▶ _Records supplied_:
+ + +

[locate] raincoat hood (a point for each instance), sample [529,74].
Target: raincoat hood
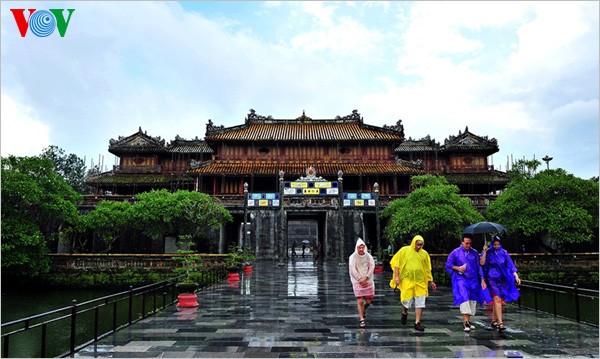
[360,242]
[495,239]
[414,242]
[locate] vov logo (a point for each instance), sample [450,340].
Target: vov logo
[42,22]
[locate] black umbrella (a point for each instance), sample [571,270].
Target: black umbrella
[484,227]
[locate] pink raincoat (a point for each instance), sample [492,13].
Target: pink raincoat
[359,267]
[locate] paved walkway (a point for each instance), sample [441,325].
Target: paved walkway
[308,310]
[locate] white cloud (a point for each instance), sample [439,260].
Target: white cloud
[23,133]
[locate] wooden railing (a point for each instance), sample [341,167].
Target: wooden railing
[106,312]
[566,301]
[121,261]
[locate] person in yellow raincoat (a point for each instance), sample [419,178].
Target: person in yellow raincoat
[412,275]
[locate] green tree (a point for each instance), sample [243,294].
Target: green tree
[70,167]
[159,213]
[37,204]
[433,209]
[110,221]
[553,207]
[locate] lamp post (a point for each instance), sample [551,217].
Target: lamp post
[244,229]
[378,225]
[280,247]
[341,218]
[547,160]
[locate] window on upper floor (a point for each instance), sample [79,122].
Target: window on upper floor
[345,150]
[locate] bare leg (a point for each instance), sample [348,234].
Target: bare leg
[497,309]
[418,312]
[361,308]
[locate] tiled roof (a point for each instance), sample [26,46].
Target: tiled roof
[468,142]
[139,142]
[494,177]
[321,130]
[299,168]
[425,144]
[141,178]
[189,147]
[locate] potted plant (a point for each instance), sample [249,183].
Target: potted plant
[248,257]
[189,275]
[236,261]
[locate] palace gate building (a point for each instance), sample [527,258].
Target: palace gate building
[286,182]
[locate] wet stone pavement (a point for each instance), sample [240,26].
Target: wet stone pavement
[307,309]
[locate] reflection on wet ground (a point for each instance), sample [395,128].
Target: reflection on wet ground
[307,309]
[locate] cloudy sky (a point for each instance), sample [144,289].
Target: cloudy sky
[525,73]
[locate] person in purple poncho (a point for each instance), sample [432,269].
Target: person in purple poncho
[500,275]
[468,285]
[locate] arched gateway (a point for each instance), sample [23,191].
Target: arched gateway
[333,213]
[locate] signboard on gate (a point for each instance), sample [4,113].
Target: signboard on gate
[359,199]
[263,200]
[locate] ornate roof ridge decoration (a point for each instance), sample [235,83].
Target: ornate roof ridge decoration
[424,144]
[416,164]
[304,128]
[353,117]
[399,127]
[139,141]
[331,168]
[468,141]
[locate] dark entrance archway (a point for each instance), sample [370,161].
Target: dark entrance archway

+ + +

▶ _Work to complete_: Restate each entry word for word, please, but drop any images it holds.

▶ _Result of the task_:
[locate] raincoat hood (a point for each instance), sample [529,74].
Target: raincoat hood
[360,242]
[495,239]
[414,242]
[locate] vov logo (a point for each instance), sample [450,340].
Target: vov logo
[42,22]
[locate] black umbrella (a point for each instance), sample [571,270].
Target: black umbrella
[484,227]
[locate] pink raincoat (a point for each instance), sample [492,13].
Target: pink raincoat
[359,267]
[locate] paved walkway (a point for each instance), sample [441,325].
Target: paved walkway
[308,310]
[locate] white cloud (a point for each instance), sample [439,260].
Target: white cloud
[23,133]
[locate] wooden railing (a point for each instance), sample [341,167].
Target: wooden railing
[106,312]
[566,301]
[121,261]
[locate] person in yellow raincoat (a point for each instance), sample [419,178].
Target: person in yellow raincoat
[412,275]
[locate] green tree (a point for each instance), sample [243,294].
Target: green tree
[70,167]
[159,213]
[37,204]
[433,209]
[110,221]
[553,207]
[locate] lamp post (a point for each instance), sample [551,217].
Target: lamp post
[244,229]
[378,225]
[280,247]
[341,218]
[547,160]
[locate] window on upper floor (a point for each instance), sample [79,122].
Target: window on upper floor
[345,150]
[locate] bare leg (a point for each instance), sample [348,234].
Target: bare leg
[497,309]
[418,312]
[361,308]
[locate] tiled roof (a point for each instance), sample [26,46].
Target: tiled roof
[468,142]
[139,142]
[494,177]
[321,130]
[299,168]
[425,144]
[141,178]
[189,147]
[locate] potted plant (a point for each instance), sample [249,183].
Target: potted plant
[248,257]
[189,275]
[236,261]
[locate] palace gate building (a point for each instance), sample [527,258].
Target: palace gate building
[286,182]
[locate] wet stone pavement (a point for each instance), sample [240,26].
Target: wet stone pavement
[307,309]
[locate] reflection on wet ground (a point for each instance), sample [395,128].
Target: reflection on wet ground
[307,309]
[locate] cloudy sky (a point for each instance), sample [144,289].
Target: cloudy sky
[525,73]
[locate] person in purple poncho (a point for each instance), sample [432,269].
Target: person in purple poncho
[500,275]
[468,285]
[locate] arched gateway (a point for each instance), sample [23,191].
Target: arched gateway
[333,213]
[locate] signboard on gate (a point for each instance), sample [4,113].
Target: signboard on gate
[359,199]
[263,200]
[locate] ornate roof ridge decoration (a point for each instance), sample [235,83].
Target: ornate roof ridge decoration
[424,144]
[416,164]
[304,128]
[353,117]
[399,127]
[139,141]
[331,168]
[468,141]
[locate] dark entrance archway (a point for each instance), sample [370,161].
Target: dark entrance archway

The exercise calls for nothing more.